READING PASSAGE -
Manneken Pis: A Simple Story of a Boy Who Peed on a War
Vladimir Radunsky
   The statue of the peeing boy is a Brussels tourist attraction. One story of why the city has erected the statue is retold here with simple gusto. When The War comes to his beautiful little town, the sad little boy sees terrible fighting everywhere. He needs to find his mother and father, but he also needs to pee very badly. When he pees from the top of a wall, everything is suddenly quiet; then everyone starts to laugh. The fighting ends, thanks to him, and the grateful town puts up the statue. Some cut papers and vigorously applied paints create the battle scenes with grotesque characters slashing uselessly away at each other until they turn it all around. Variations in typeface add appropriate emphases to the telling and the page designs. A photograph of the actual bronze statue in its naked glory appears at the end and on the back of the jacket/cover. The slapstick fun includes a wise message. 2002, An Anne Schwartz Book/Atheneum Books for Young Readers/Simon & Schuster Children's Publishing Division, $15.95. Ages 3 to 8. Reviewers: Ken Marantz and Sylvia Marantz (Children's Literature).
Best Books:
   Choices, 2003; Cooperative Children's Book Center; United States
   Publishers Weekly Book Review Stars, June 24, 2002; Cahners; United States
ISBN: 0-689-83193-5

The Mighty Asparagus
V. Radunsky
   An "amazing" enormous asparagus appears one day right in the king's yard. He finds it ugly, so tries but can't pull it out. The queen thinks it is beautiful enough to move to the palace, but she and the king together can't budge it. The princess wants to "gobble it up." She joins the king's rhino and the bravest knight as they all pull together, in vain. The king finally asks his mother for help. She has the answer. "You should always listen to your mother" is only one of the comments made by those watching as the asparagus finally collapses on a spectacular fold-out. In a typical Radunsky crazy, wild finale, the king composes a ballad of celebration to be sung by all. Pieces of reproductions of 16th century Renaissance paintings are combined with the artist's own comic creations to produce an almost surreal but oddly cohesive narrative, visually and verbally absurd but of course humorous. There are no clues to where the paintings are from. The reader must read everything, including the jacket flaps and back, the end-papers, the title page notes, and all the pictures to "get it" all. 2004, Silver Whistle/Harcourt, $16.00. Ages 6 to 12. Reviewers: Ken Marantz and Sylvia Marantz (Children's Literature).

STATED GOAL 1 - Translate this sentence from the book reviews into French: "The king finally asks his mother for help."

(Contour labeling entries)

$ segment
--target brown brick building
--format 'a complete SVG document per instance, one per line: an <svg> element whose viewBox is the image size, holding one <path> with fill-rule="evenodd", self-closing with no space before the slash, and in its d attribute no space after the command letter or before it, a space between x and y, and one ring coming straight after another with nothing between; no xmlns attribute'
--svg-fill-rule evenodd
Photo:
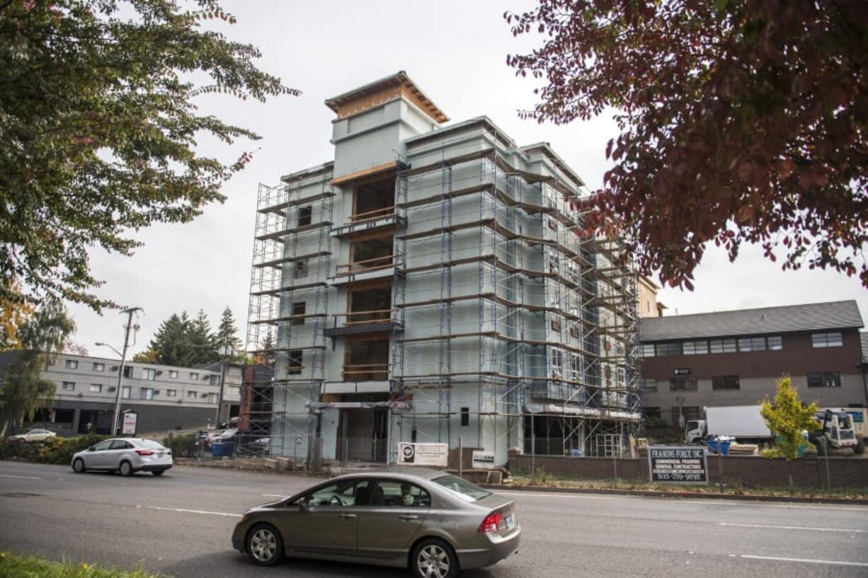
<svg viewBox="0 0 868 578"><path fill-rule="evenodd" d="M805 401L868 406L863 325L852 300L643 319L645 415L759 404L783 374Z"/></svg>

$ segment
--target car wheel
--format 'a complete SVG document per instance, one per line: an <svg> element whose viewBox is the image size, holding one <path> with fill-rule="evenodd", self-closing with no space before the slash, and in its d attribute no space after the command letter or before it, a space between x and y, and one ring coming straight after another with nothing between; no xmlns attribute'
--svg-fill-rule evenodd
<svg viewBox="0 0 868 578"><path fill-rule="evenodd" d="M283 558L283 540L273 526L257 524L247 532L245 549L260 566L273 566Z"/></svg>
<svg viewBox="0 0 868 578"><path fill-rule="evenodd" d="M410 563L418 578L455 578L458 575L458 558L455 551L437 538L425 538L417 544Z"/></svg>

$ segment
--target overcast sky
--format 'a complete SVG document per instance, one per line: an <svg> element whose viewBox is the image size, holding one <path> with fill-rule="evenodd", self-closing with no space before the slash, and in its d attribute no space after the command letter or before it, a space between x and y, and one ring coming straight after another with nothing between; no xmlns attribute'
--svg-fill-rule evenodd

STATED GOAL 2 - Return the part of the Contour labeling entries that opens with the first line of the entries and closes with the line containing "401L868 406L863 325L852", both ends included, without the pictures.

RESPONSE 1 - Le roi demande finalement de l'aide à sa mère.

RESPONSE 2 -
$ segment
--target brown brick building
--format 'a complete SVG document per instance, one per line: an <svg> element whose viewBox is the image size, holding one <path> with fill-rule="evenodd", self-closing with no space before the slash, and in its d attribute no space after the command letter or before it, a space between x and y, and one ring coming straight after another with nothing between; no xmlns attribute'
--svg-fill-rule evenodd
Photo:
<svg viewBox="0 0 868 578"><path fill-rule="evenodd" d="M805 401L868 406L863 325L852 300L643 319L645 415L759 404L783 374Z"/></svg>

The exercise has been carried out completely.